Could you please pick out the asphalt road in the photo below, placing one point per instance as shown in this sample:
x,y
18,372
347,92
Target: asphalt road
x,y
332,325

════

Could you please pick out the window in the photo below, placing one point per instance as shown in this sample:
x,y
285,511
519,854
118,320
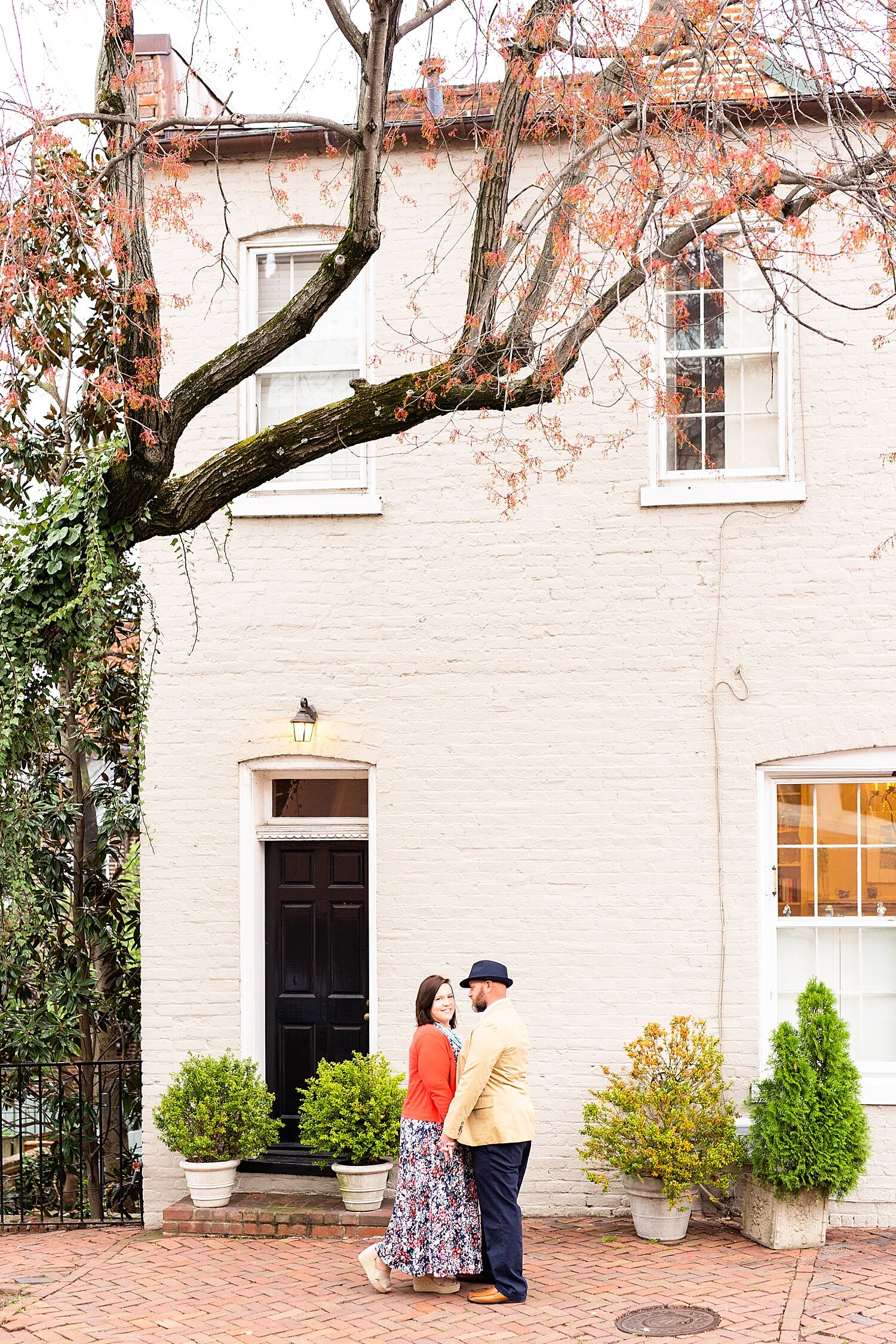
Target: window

════

Goal = Rewrite only the lines starting at the one containing "Could you please pick out the window" and ending at the one containing "Target: window", with "mark" in place of "pick out" and nothing else changed. Omit the pictures from your answer.

Answer for the task =
Could you please mark the window in the photo below, placing one point per instance as shown in this sample:
x,y
285,511
519,854
118,320
Target: window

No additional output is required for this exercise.